→ **Aufgaben**
- a) Schreiben Sie aus dem Text über Hermann Schuchard die Stelle ab, die bei "Im Jahr 1895" beginnt und bei "Wilhelm (* 1908)." endet.
- b) An welchem Tag trat Schuchard laut dem Text über Hermann Schuchard sein Amt in Hephata an?

→ **Auszug**

Hermann Schuchard

August Ernst Hermann Schuchard (* 31. Mai 1868 in Münchhausen im Landkreis Marburg-Biedenkopf; † 27. Juni 1923 in Treysa (heute Schwalmstadt-Treysa)) war ein deutscher evangelischer Theologe und gilt mit der Gründung des Vereins Hessisches Brüderhaus e. V., das sich zum Diakonie-Zentrum Hephata weiterentwickelte, als einer der Väter der inklusiven Pädagogik.

Leben

Herkunft und Familie

August Ernst Hermann Schuchard war der Sohn von Carl Adolf Michael Schuchard (1830–1900) und dessen Ehefrau Agnes, geb. Vollgraff (1836–1917), einer Tochter des Juristen und Soziologen Karl Friedrich Vollgraff. Beide stammen väterlicherseits aus Pfarrer- und mütterlicherseits aus Professorenfamilien. Hermann Schuchard wuchs im reformierten Pfarrhaus in Münchhausen auf. Sein Vater wirkte zunächst als Pfarrer zu Münchhausen und anschließend bis 31. März 1900 als Metropolitan zu Homberg und Waldau. Hermann hatte zwei Schwestern, ein älterer Bruder verstarb im Alter von vier Jahren.

Im Jahr 1895 heiratete er Amalia „Mala“ Arnold (1872–1949), die Tochter des Juristen Wilhelm C. F. Arnold.[1] Aus der Ehe stammten die Kinder Agnes (* 1895), Laura (* 1898), Louise (* 1901), Karl (* 1905) und Wilhelm (* 1908).

Ausbildung und erste Jahre als Pfarrer

Nach dem Abitur am Friedrichsgymnasium Kassel im Jahr 1887 absolvierte Schuchard ein Studium der Theologie an der Philipps-Universität Marburg und der Universität Greifswald. Prägend war sein achtwöchiger Aufenthalt als Stipendiat des Hochwürdigen Königlichen Konsistoriums des Berliner Domstifts im Jahr 1890 gemeinsam mit Friedrich von Bodelschwingh in den v. Bodelschwinghschen Stiftungen Bethel. Nach der Ordination durch den Generalsuperintendenten Wilhelm Lohr am 9. Juli 1893 und nach kurzer Zeit 1893 als Pfarrer in Zierenberg und Grebenstein folgte er einem überraschenden Ruf ins hessische Hephata, das 1864 von Pfarrer und Metropolitan Franz von Roques gegründet und 1877 als Erziehungsanstalt ‚verwahrloster Mädchen‘ eingerichtet worden war: die Keimzelle des heutigen Diakoniezentrums Hephata. Auf eine Universitätskarriere verzichtete er, um sich mit Amtsantritt am 1. Dezember 1894 völlig der Arbeit in Hephata zu widmen. Bei seiner langjährigen Aufbauarbeit in Hephata folgte er den in Bethel erhaltenen Impulsen von Pastor von Bodelschwingh, sodass er später in Kirchen- und Staatskreisen als der „Hessische Bodelschwingh“ angesehen und geschätzt wurde.

(Datensatzzeilen dazu, wo Objekte erscheinen)
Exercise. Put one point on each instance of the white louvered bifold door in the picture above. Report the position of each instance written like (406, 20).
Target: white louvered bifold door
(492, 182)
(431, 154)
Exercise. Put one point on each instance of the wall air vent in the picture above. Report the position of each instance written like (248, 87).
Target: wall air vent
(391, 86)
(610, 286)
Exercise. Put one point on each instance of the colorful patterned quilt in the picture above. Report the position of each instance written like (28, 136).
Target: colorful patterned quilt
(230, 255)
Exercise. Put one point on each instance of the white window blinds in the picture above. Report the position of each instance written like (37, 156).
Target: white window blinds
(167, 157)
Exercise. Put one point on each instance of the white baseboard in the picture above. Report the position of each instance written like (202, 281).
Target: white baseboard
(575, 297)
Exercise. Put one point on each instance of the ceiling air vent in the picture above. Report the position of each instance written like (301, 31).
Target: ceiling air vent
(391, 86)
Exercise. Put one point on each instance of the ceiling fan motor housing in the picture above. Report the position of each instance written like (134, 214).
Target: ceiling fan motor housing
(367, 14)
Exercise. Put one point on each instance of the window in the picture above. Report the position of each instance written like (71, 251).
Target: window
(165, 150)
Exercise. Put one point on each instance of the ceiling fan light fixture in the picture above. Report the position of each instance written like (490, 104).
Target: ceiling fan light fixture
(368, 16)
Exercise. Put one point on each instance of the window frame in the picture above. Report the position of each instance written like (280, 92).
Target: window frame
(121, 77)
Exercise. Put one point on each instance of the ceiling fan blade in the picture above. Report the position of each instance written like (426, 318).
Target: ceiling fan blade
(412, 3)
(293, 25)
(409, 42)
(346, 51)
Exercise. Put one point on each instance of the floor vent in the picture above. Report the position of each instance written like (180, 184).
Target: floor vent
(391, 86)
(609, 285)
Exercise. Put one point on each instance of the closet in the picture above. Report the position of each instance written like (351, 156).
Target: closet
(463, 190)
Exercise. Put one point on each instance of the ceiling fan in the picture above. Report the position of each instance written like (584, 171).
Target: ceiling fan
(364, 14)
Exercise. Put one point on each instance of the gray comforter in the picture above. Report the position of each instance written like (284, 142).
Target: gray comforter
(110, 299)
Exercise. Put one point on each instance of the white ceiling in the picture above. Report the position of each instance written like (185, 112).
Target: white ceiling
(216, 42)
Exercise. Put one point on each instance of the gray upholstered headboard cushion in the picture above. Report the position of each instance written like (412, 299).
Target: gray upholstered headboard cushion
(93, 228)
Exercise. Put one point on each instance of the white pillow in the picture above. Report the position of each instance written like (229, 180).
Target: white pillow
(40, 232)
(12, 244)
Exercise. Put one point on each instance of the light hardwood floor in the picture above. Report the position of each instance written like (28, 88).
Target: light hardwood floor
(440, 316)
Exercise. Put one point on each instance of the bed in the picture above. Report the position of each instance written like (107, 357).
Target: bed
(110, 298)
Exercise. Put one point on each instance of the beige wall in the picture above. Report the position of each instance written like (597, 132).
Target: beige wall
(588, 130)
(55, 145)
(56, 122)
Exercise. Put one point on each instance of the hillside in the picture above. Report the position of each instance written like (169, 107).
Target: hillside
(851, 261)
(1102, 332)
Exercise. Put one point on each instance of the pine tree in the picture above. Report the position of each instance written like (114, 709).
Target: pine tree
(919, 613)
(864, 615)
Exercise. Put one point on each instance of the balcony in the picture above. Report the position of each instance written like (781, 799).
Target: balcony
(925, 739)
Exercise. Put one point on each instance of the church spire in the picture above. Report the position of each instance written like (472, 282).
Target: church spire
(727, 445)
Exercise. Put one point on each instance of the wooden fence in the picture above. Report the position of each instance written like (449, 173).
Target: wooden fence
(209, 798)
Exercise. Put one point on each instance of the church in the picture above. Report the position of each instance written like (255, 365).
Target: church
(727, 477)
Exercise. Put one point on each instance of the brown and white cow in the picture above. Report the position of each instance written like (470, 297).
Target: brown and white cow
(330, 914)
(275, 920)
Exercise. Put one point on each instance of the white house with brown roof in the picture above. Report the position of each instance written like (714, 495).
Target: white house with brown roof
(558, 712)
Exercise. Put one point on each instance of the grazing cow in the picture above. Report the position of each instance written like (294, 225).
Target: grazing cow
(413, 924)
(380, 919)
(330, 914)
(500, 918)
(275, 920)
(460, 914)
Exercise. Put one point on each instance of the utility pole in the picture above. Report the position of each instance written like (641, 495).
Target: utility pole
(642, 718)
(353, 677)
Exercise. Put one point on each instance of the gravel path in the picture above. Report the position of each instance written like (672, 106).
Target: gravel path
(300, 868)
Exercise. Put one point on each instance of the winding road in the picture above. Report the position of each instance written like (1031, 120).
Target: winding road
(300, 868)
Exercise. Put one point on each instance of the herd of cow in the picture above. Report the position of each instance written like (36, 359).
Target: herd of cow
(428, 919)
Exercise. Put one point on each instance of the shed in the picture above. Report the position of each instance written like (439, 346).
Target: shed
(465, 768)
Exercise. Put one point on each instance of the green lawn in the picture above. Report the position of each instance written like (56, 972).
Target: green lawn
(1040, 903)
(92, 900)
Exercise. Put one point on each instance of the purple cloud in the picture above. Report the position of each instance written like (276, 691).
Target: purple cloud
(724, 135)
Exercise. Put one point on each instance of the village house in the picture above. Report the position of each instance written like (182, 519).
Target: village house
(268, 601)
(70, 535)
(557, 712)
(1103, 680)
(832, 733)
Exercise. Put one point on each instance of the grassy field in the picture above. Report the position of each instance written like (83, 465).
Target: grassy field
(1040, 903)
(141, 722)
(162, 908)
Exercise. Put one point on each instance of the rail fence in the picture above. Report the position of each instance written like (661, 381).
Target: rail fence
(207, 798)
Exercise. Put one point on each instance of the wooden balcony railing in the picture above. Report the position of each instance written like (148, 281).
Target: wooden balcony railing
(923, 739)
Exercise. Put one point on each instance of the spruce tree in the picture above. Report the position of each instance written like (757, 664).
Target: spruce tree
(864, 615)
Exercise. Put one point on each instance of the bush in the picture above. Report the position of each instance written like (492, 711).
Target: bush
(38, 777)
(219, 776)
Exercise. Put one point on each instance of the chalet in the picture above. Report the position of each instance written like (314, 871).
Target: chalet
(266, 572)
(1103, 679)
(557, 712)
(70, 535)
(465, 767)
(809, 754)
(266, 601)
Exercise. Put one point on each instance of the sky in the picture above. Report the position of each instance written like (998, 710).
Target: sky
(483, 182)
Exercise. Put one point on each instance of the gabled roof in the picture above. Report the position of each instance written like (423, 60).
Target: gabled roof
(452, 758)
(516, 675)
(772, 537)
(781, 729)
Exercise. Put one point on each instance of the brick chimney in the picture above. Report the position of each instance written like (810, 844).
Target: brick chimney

→ **Lösungen**
- a)
Im Jahr 1895 heiratete er Amalia „Mala“ Arnold (1872–1949), die Tochter des Juristen Wilhelm C. F. Arnold.[1] Aus der Ehe stammten die Kinder Agnes (* 1895), Laura (* 1898), Louise (* 1901), Karl (* 1905) und Wilhelm (* 1908).

- b) Am 1. Dezember 1894.